_Requirements_: Return every row below word for word, with nothing added, dropped, or altered.
____
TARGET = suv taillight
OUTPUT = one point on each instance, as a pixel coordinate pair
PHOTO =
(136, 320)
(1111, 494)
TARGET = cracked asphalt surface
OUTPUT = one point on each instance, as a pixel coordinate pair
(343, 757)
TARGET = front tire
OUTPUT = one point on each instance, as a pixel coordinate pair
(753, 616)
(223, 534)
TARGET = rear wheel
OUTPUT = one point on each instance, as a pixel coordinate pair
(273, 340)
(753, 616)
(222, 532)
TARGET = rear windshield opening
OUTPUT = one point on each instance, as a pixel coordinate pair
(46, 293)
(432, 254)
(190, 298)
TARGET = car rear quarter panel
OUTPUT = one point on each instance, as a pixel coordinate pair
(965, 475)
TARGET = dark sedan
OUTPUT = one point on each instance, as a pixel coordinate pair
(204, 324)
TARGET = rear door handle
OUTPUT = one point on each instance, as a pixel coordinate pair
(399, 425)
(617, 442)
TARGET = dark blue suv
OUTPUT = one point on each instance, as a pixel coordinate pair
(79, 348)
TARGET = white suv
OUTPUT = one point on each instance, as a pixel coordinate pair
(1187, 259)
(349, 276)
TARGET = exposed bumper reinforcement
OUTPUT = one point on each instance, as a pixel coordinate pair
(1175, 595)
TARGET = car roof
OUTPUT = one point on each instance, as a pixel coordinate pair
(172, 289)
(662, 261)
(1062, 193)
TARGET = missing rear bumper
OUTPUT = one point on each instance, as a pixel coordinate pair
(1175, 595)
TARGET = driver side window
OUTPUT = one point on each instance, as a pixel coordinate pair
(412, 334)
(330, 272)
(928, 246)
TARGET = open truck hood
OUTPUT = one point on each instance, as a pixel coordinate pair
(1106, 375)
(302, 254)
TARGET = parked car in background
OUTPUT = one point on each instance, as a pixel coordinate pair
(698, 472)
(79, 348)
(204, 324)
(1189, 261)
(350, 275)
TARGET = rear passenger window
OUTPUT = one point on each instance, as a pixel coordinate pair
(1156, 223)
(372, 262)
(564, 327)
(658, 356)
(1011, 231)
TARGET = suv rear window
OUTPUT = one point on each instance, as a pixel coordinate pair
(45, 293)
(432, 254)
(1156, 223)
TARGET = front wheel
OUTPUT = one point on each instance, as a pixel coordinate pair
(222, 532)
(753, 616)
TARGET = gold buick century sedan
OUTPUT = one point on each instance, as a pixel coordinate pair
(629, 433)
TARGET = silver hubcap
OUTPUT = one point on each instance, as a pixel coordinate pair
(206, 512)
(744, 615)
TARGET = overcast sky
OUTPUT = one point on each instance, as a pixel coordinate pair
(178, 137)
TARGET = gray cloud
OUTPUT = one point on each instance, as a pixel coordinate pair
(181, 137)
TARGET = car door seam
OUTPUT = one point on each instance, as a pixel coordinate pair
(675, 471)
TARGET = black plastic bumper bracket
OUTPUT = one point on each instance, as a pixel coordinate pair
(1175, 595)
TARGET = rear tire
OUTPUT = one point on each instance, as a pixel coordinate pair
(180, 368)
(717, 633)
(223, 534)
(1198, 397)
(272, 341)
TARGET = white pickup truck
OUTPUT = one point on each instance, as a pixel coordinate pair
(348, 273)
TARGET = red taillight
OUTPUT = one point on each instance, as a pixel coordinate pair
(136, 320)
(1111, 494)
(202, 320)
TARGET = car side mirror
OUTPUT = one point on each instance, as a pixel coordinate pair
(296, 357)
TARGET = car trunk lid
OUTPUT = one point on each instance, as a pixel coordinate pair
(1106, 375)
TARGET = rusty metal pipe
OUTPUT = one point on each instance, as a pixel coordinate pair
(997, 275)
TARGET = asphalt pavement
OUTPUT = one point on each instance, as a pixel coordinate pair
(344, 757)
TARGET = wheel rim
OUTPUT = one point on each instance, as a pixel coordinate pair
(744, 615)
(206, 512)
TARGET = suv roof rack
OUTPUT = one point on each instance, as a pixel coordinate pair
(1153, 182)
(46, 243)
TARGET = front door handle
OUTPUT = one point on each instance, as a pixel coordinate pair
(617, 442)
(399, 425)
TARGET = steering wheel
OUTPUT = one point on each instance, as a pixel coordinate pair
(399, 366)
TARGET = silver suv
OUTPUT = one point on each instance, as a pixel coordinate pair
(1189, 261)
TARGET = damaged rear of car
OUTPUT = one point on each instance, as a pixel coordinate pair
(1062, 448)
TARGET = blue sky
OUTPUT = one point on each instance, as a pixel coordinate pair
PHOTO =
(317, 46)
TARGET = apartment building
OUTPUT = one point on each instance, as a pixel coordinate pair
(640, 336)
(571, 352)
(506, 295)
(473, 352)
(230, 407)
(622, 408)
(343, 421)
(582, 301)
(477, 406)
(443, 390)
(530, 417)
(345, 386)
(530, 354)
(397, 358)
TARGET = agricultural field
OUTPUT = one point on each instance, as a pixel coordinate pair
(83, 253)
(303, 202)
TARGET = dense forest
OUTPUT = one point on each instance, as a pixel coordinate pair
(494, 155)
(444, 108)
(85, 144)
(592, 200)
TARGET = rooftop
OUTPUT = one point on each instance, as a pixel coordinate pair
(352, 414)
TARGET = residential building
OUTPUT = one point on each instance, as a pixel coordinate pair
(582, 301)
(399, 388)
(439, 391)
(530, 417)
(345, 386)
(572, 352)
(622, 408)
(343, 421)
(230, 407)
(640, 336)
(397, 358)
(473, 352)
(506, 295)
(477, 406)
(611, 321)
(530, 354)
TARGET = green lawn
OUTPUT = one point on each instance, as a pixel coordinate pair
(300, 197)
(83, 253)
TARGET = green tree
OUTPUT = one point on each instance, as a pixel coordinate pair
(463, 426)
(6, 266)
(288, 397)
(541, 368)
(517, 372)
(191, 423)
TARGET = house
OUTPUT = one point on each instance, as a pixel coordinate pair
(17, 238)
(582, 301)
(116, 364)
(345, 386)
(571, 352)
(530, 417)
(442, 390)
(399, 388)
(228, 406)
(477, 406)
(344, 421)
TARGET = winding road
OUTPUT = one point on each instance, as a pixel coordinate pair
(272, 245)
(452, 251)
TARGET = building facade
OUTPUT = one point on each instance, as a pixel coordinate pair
____
_Task answer_:
TARGET = suv taillight
OUTPUT = one point on each instance, as a pixel coordinate pair
PHOTO =
(136, 320)
(1111, 494)
TARGET = cracked asphalt surface
OUTPUT = one point on each instance, as a pixel coordinate pair
(343, 757)
TARGET = front tire
OUTPUT = one point on each instance, as a pixel coordinate pair
(753, 616)
(223, 534)
TARGET = rear wheel
OUTPUT = one point on each instance, as a pixel coordinate pair
(273, 340)
(753, 616)
(222, 532)
TARGET = rear windshield opening
OUTPUT = one point on each instance, as a pixel coordinate pair
(46, 293)
(432, 254)
(190, 298)
TARGET = car rear quarter panel
OUTPUT = one point on each instance, as a pixel coordinate pair
(965, 475)
TARGET = dark sedan
OUTPUT = one point on each instance, as a pixel coordinate pair
(204, 324)
TARGET = rear door handle
OUTPUT = one point on each instance, as a pixel coordinate pair
(399, 425)
(617, 442)
TARGET = dark blue suv
OUTPUT = one point on each instance, as a pixel coordinate pair
(79, 348)
TARGET = white suv
OUTPUT = one point on each instance, as a pixel coordinate pair
(1187, 259)
(349, 276)
TARGET = exposed bumper reinforcement
OUTPUT = one point on each instance, as a pixel coordinate pair
(1175, 595)
TARGET = car roof
OUTPUT = one point on each instance, as a pixel coordinate pair
(172, 289)
(662, 261)
(1062, 193)
TARGET = missing rear bumper
OUTPUT = one point on each instance, as a pixel coordinate pair
(1175, 595)
TARGET = driver side window
OUTPUT = one point on each instance, as a pixel coordinate pair
(412, 334)
(330, 272)
(928, 246)
TARGET = open truck hood
OUTPUT = one point on each instance, as a pixel coordinate pair
(1106, 375)
(302, 254)
TARGET = parked car in background
OUTPUT = one point on each instance, as a pixel coordinate pair
(698, 472)
(79, 348)
(204, 324)
(1189, 261)
(350, 275)
TARGET = rear passenger window
OUTPUT = one point on each instance, as a pixel coordinate pair
(1156, 223)
(372, 262)
(564, 327)
(658, 356)
(1011, 231)
TARGET = suv rear window
OUTPUT = one point on each instance, as a pixel coordinate pair
(45, 293)
(432, 254)
(1156, 223)
TARGET = front wheel
OUTPUT = one point on each instance, as a pixel coordinate pair
(222, 532)
(753, 616)
TARGET = gold buick century sedan
OUTPUT = one point on each instance, as a pixel coordinate pair
(629, 433)
TARGET = silver hubcap
OUTPUT = one point on each instance, as a pixel coordinate pair
(206, 512)
(744, 615)
TARGET = overcast sky
OUTPUT = one point on each instance, as a pixel coordinate pair
(178, 137)
TARGET = gray cloud
OUTPUT = one point on each instance, as a pixel coordinate pair
(181, 137)
TARGET = car door seam
OUTPUT = one point on each instance, as a pixel coordinate pair
(675, 471)
TARGET = black plastic bumper bracket
OUTPUT = one point on each instance, as a pixel coordinate pair
(1175, 595)
TARGET = rear tire
OUTPUT = one point on each instance, as a pixel coordinate pair
(180, 368)
(717, 633)
(223, 534)
(1198, 397)
(272, 341)
TARGET = white pickup truck
OUTPUT = one point on each instance, as a pixel coordinate pair
(348, 273)
TARGET = red taillight
OUTPUT = one point on each instance, as a pixel coordinate pair
(136, 320)
(1111, 494)
(202, 320)
TARGET = car side mirror
OUTPUT = one point on each instance, as a pixel coordinate pair
(296, 357)
TARGET = car trunk lid
OUTPUT = one point on each instance, as a pixel coordinate pair
(1106, 375)
TARGET = rusty metal pipe
OUTPUT = one point on each instance, as a pixel coordinate pair
(997, 275)
TARGET = asphalt pavement
OUTPUT = one point on each instance, as a pixel coordinate pair
(344, 757)
TARGET = wheel rim
OUTPUT = one point on each instance, as a pixel coordinate pair
(744, 615)
(206, 512)
TARGET = suv roof rack
OUTPUT = one point on each instance, as a pixel coordinate pair
(1153, 182)
(46, 243)
TARGET = front door handle
OUTPUT = one point on each instance, as a pixel coordinate pair
(617, 442)
(399, 425)
TARGET = steering wheel
OUTPUT = one point on each instance, as a pixel coordinate pair
(399, 366)
TARGET = silver suv
OUTPUT = one point on each instance, as a pixel coordinate pair
(1189, 261)
TARGET = damaged rear of car
OUTPUT = one point on each instance, as a pixel coordinate pair
(1062, 448)
TARGET = blue sky
OUTPUT = one point on each instance, as a pixel coordinate pair
PHOTO =
(317, 46)
TARGET = apartment building
OUTPUT = one point on each instance, as a pixel coordinate pair
(640, 336)
(571, 352)
(506, 295)
(473, 352)
(230, 407)
(622, 408)
(343, 421)
(582, 301)
(477, 406)
(443, 390)
(530, 417)
(345, 386)
(530, 354)
(397, 358)
TARGET = agricultural field
OUTPUT = one point on each instance, as a pixel coordinate pair
(83, 253)
(303, 202)
TARGET = dense forest
OUTPUT = one point on each instance, as a pixel coordinate pair
(494, 155)
(444, 108)
(85, 144)
(592, 200)
TARGET = rooftop
OUTPUT = one point on each instance, as a pixel coordinate pair
(352, 414)
TARGET = residential building
OUTPUT = one point on each instance, as a pixel coordinate pair
(582, 301)
(399, 388)
(439, 391)
(530, 417)
(345, 386)
(572, 352)
(622, 408)
(343, 421)
(230, 407)
(640, 336)
(397, 358)
(473, 352)
(506, 295)
(477, 406)
(611, 321)
(530, 354)
TARGET = green lawn
OUTPUT = one point on each instance, as a pixel coordinate pair
(300, 197)
(83, 253)
TARGET = green tree
OUTPUT = one point on each instance, as a pixel coordinate pair
(463, 426)
(6, 266)
(288, 397)
(541, 368)
(517, 372)
(191, 423)
TARGET = house
OUTPUT = one point on each instance, as a pixel coordinate pair
(17, 238)
(582, 301)
(116, 364)
(345, 386)
(571, 352)
(530, 417)
(442, 390)
(399, 388)
(228, 406)
(477, 406)
(344, 421)
TARGET = winding road
OUTPUT = one point on each instance, as a pixel coordinate pair
(272, 245)
(452, 251)
TARGET = building facade
OUTPUT = one point on each instance, as a pixel coordinate pair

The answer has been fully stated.